#### DATA SHOWN
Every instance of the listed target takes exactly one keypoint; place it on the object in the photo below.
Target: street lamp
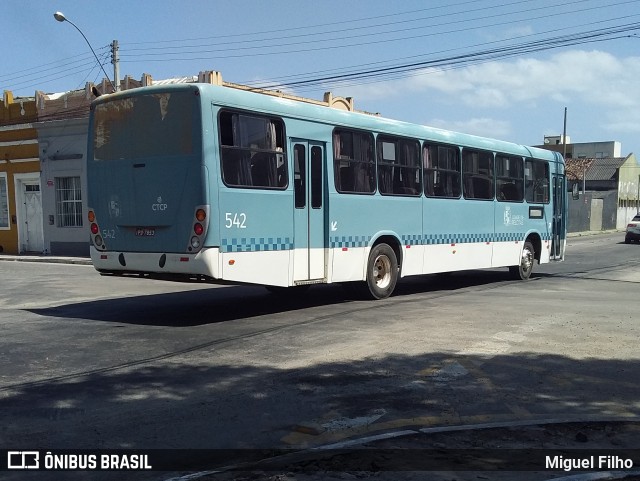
(59, 16)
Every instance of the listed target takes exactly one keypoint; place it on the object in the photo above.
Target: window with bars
(68, 202)
(4, 201)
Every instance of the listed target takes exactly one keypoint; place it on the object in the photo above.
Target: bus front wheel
(523, 271)
(382, 271)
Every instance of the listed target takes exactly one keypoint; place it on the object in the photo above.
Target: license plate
(145, 232)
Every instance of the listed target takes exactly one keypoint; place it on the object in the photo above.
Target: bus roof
(280, 105)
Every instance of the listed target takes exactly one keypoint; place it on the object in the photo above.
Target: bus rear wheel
(523, 271)
(382, 271)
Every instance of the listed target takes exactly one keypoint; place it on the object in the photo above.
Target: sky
(498, 68)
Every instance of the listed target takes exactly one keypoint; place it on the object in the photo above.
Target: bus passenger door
(309, 261)
(559, 228)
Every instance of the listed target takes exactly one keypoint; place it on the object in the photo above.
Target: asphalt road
(103, 362)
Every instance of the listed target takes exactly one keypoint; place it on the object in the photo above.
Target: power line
(259, 50)
(386, 63)
(468, 58)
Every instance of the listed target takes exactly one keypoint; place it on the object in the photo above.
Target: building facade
(21, 221)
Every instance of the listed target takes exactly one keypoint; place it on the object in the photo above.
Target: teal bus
(225, 185)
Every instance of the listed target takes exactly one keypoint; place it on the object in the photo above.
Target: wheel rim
(527, 261)
(382, 271)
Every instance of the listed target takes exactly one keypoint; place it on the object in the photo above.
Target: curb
(594, 476)
(48, 259)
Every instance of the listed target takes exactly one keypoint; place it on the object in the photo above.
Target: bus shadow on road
(215, 305)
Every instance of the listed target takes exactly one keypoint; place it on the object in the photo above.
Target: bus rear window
(147, 126)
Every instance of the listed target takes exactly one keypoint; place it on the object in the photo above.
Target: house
(612, 187)
(21, 226)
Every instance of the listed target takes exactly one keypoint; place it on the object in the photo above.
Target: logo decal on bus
(159, 205)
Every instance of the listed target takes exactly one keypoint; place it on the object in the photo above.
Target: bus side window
(252, 151)
(353, 162)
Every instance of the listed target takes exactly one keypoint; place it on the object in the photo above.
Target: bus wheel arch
(383, 267)
(530, 253)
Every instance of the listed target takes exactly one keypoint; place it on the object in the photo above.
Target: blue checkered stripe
(256, 244)
(411, 239)
(431, 239)
(508, 236)
(349, 241)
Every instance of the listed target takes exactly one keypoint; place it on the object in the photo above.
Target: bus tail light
(200, 225)
(96, 239)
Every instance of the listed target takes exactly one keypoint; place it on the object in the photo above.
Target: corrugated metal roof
(596, 169)
(176, 80)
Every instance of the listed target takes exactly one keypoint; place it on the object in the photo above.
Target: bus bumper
(204, 263)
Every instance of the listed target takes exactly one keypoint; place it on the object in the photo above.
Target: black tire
(382, 271)
(527, 259)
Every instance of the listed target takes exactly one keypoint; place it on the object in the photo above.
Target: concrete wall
(593, 211)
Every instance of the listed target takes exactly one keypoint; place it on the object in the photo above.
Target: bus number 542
(233, 219)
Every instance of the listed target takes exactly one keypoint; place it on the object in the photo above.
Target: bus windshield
(147, 126)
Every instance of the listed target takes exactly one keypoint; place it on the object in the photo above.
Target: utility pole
(115, 60)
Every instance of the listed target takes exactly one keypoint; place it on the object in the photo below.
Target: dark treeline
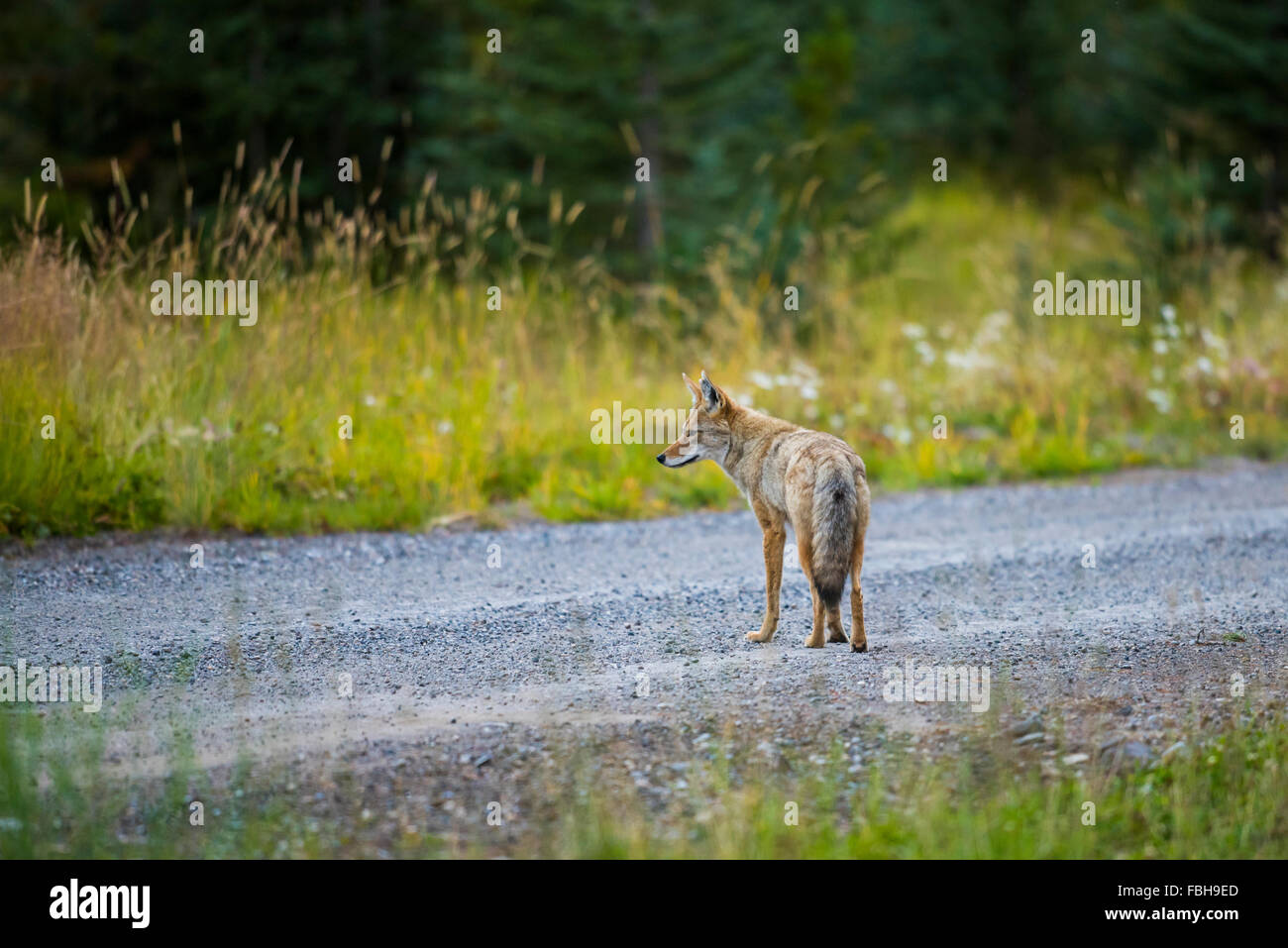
(734, 127)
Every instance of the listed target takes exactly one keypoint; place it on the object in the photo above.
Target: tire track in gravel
(604, 625)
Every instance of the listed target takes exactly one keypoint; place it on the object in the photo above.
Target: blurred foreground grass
(1223, 794)
(198, 423)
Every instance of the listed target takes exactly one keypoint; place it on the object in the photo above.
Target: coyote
(789, 474)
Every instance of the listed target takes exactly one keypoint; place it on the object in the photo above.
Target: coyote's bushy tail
(835, 519)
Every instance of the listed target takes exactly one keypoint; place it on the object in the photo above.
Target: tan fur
(790, 474)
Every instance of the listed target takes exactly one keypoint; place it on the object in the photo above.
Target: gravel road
(473, 653)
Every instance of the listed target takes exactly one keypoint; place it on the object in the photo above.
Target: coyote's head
(706, 433)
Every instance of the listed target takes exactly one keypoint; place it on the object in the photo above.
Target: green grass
(196, 423)
(1224, 797)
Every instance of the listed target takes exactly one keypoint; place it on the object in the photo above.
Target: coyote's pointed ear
(694, 388)
(712, 398)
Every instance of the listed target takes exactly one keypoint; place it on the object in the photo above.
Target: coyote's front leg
(776, 535)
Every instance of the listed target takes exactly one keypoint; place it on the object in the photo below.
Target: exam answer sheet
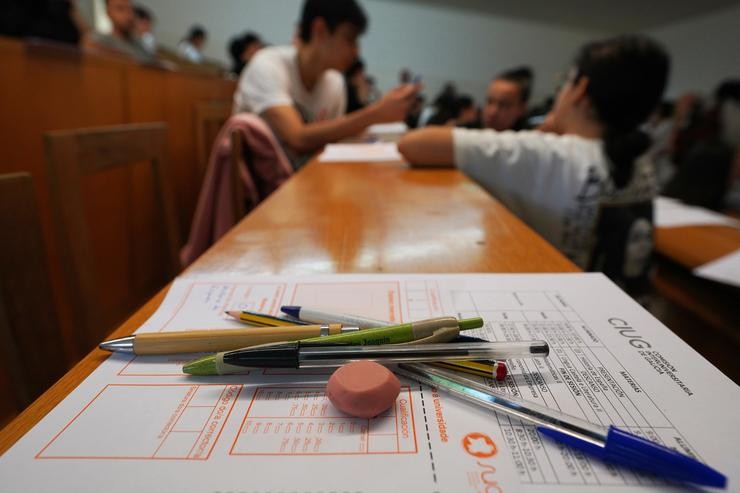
(138, 424)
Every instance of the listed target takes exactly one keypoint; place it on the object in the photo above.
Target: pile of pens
(431, 352)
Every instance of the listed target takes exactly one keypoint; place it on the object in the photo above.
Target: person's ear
(578, 90)
(319, 29)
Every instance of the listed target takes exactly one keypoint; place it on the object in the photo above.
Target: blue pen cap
(630, 450)
(293, 311)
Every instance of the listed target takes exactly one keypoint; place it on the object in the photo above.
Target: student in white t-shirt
(299, 90)
(582, 185)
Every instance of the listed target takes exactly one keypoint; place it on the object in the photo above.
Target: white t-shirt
(554, 183)
(189, 52)
(272, 79)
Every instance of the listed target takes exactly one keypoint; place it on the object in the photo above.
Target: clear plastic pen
(315, 355)
(323, 356)
(608, 443)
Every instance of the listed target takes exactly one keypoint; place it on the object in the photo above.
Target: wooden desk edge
(30, 416)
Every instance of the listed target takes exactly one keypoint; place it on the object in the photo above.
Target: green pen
(393, 334)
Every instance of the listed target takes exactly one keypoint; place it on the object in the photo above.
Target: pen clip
(627, 449)
(443, 334)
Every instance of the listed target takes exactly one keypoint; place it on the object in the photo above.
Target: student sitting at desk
(582, 186)
(506, 100)
(299, 90)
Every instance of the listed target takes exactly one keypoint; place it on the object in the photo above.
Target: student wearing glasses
(584, 185)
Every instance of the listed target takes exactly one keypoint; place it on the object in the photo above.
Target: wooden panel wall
(45, 87)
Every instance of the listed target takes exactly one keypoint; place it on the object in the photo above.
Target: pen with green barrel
(416, 332)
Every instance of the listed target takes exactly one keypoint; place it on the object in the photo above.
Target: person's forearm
(431, 146)
(314, 135)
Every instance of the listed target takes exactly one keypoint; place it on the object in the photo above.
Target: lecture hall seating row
(46, 87)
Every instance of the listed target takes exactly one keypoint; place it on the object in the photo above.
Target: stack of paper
(671, 213)
(725, 269)
(360, 152)
(138, 424)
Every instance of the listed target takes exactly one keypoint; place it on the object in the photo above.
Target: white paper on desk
(395, 128)
(376, 152)
(137, 424)
(671, 213)
(725, 269)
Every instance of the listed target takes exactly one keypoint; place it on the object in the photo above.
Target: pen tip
(293, 311)
(201, 366)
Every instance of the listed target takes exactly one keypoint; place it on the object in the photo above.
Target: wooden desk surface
(692, 246)
(358, 217)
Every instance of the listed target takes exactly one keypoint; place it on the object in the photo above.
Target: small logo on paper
(479, 445)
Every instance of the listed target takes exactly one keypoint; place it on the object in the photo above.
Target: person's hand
(548, 124)
(395, 104)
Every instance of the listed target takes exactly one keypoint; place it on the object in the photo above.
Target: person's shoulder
(274, 55)
(334, 77)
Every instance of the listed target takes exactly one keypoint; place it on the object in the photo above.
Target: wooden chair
(210, 116)
(239, 150)
(115, 220)
(31, 345)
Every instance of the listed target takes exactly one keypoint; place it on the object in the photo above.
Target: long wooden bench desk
(704, 313)
(354, 217)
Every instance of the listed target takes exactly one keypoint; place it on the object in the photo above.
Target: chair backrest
(210, 116)
(239, 150)
(115, 220)
(31, 345)
(624, 246)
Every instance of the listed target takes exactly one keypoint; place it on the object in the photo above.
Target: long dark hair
(626, 79)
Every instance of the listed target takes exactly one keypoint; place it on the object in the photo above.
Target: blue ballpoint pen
(608, 443)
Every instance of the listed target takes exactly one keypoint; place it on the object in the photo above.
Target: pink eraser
(363, 389)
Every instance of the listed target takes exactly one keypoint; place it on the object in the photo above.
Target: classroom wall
(443, 43)
(704, 51)
(439, 43)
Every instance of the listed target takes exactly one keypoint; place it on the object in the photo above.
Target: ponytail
(622, 149)
(626, 79)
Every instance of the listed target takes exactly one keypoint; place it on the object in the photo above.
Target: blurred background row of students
(695, 140)
(132, 33)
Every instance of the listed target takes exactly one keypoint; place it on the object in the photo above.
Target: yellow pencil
(215, 340)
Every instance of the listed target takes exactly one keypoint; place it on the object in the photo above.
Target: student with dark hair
(143, 28)
(191, 47)
(583, 186)
(122, 39)
(507, 98)
(299, 90)
(707, 151)
(357, 87)
(242, 49)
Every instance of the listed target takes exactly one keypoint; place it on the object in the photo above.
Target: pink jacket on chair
(262, 168)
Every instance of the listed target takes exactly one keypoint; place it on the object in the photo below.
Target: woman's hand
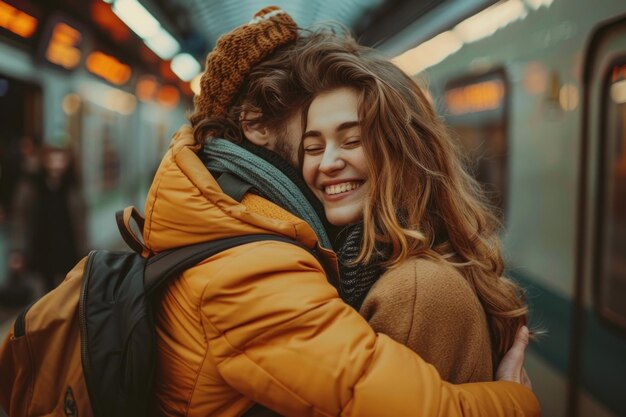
(511, 367)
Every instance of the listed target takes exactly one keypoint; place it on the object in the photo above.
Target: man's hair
(269, 92)
(229, 67)
(422, 201)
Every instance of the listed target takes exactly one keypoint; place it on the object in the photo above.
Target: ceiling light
(485, 23)
(429, 53)
(163, 44)
(137, 18)
(185, 66)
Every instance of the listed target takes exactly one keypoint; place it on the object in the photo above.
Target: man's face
(286, 140)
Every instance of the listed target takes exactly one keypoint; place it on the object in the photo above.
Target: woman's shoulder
(422, 271)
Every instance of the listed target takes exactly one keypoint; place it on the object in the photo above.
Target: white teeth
(341, 188)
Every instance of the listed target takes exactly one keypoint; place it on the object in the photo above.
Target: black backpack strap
(233, 186)
(123, 219)
(173, 262)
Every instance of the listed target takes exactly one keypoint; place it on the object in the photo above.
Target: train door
(599, 363)
(476, 111)
(20, 132)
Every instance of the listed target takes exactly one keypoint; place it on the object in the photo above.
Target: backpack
(87, 348)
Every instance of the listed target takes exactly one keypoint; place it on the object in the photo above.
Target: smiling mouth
(344, 187)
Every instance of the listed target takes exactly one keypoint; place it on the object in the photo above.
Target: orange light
(16, 21)
(486, 95)
(63, 48)
(108, 67)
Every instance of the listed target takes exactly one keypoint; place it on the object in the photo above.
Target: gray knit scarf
(269, 181)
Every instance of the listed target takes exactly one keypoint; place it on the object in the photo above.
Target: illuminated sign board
(62, 43)
(476, 97)
(17, 21)
(64, 46)
(108, 67)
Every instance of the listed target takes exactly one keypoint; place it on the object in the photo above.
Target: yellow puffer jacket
(260, 322)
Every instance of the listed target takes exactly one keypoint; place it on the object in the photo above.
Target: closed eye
(313, 149)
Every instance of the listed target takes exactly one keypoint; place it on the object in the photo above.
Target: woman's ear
(253, 130)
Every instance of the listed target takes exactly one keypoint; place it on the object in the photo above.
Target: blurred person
(48, 226)
(17, 161)
(260, 322)
(420, 255)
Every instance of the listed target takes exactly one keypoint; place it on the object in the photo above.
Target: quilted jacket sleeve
(282, 337)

#### TASK DESCRIPTION
How many lines above contain the string "coyote"? Case counts. Reply with only the number.

#### ANSWER BELOW
5